Records from a data source ::
## Start

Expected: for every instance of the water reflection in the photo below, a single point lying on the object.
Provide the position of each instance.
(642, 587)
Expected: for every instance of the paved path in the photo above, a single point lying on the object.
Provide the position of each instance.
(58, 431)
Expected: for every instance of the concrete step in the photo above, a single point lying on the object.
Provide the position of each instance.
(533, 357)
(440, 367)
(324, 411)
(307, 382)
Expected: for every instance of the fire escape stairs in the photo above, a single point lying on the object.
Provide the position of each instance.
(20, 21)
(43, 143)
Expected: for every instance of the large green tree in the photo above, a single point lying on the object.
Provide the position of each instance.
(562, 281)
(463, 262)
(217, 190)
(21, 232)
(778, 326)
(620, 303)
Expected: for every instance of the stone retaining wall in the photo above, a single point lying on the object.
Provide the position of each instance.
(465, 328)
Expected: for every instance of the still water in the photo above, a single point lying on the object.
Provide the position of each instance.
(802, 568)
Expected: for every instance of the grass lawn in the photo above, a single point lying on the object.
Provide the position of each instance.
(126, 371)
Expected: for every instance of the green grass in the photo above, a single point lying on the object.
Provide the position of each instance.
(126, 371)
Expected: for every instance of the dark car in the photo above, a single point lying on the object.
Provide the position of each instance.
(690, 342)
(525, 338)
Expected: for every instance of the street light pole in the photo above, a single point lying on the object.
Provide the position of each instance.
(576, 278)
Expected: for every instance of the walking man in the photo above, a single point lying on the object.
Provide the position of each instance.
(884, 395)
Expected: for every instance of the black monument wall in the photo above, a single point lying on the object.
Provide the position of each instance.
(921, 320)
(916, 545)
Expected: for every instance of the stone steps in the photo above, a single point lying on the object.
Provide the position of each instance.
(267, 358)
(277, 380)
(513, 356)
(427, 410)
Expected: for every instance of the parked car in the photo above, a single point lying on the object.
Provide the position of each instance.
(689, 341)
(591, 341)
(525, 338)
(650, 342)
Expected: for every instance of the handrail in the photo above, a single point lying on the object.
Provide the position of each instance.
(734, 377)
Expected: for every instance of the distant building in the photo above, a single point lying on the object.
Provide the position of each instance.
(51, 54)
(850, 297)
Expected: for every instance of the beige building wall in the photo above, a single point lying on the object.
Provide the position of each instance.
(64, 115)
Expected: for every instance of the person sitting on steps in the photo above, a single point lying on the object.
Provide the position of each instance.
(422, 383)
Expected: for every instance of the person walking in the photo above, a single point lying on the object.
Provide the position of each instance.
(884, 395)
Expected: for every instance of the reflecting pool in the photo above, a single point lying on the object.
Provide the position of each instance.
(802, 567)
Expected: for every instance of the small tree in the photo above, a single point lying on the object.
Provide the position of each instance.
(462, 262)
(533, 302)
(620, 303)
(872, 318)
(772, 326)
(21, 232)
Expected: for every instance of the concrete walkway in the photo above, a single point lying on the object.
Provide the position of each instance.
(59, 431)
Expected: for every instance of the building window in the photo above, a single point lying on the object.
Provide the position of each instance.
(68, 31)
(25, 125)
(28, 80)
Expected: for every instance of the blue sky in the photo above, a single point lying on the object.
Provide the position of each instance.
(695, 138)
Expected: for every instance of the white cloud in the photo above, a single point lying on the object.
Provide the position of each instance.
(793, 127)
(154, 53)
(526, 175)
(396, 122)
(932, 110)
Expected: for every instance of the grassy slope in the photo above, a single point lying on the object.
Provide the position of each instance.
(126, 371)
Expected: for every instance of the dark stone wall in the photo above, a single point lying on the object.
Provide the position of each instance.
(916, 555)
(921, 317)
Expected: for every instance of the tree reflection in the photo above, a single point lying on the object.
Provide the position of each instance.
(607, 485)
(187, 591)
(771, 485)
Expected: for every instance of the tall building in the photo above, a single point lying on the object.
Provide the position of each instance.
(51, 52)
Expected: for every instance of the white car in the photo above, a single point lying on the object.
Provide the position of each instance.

## End

Aim of the exercise :: Quote only the lines from the line containing "Expected: for every instance of the beige" through the end of the listing, please, keeping both the first and the last line.

Output of the exercise ::
Expected: for every instance of the beige building wall in the photo above, a single point lying on the object.
Provide the position of each instance.
(64, 115)
Expected: for every instance of the person sitting on steps in the photo above, a single point lying on the object.
Provide the position of each instance.
(422, 383)
Expected: for every instance of the person walking in the photo above, a single point lying on the object.
Provide the position of each instance.
(884, 395)
Expected: for every instance of the reflecting pool in the photo above, a single point lying on the object.
Provide the position of each instance.
(802, 567)
Expected: for every instance of the small tree in the photo above, a single point lying on the object.
Provide the position of each instance.
(462, 262)
(533, 302)
(620, 303)
(872, 318)
(772, 326)
(21, 232)
Expected: for every instance of the concrete walkway in the photo above, a single point lying on the object.
Provide the position of each instance.
(59, 431)
Expected: for every instance of the building window in the photo above, a single point lying on the object.
Provide the position of each instance.
(68, 31)
(25, 125)
(28, 80)
Expected: for every instance of the blue sky in the photo above, a single point lying on the object.
Provide the position of each instance.
(695, 138)
Expected: for every instance of the white cloud in the photo above, a single point lying on the object.
Provide the position of each instance.
(793, 127)
(154, 53)
(526, 175)
(396, 122)
(932, 110)
Expected: for every instance of the grassy slope in the photo above, a single point lying on the object.
Provide the position of each instance.
(126, 371)
Expected: for every instance of the dark stone wall in the photo above, a single point lying on the object.
Provide the position of each instance.
(916, 555)
(921, 317)
Expected: for every instance of the tree reflection in the photo above, a single point lying on the object.
Provide the position of each instance.
(607, 485)
(187, 591)
(771, 485)
Expected: for every instance of the tall building in the photo above, a single point lying on the object.
Provide the position of each instance.
(51, 52)
Expected: for every instance of the white car in the photo above, a single point lying on the object.
Provide the position of each instance.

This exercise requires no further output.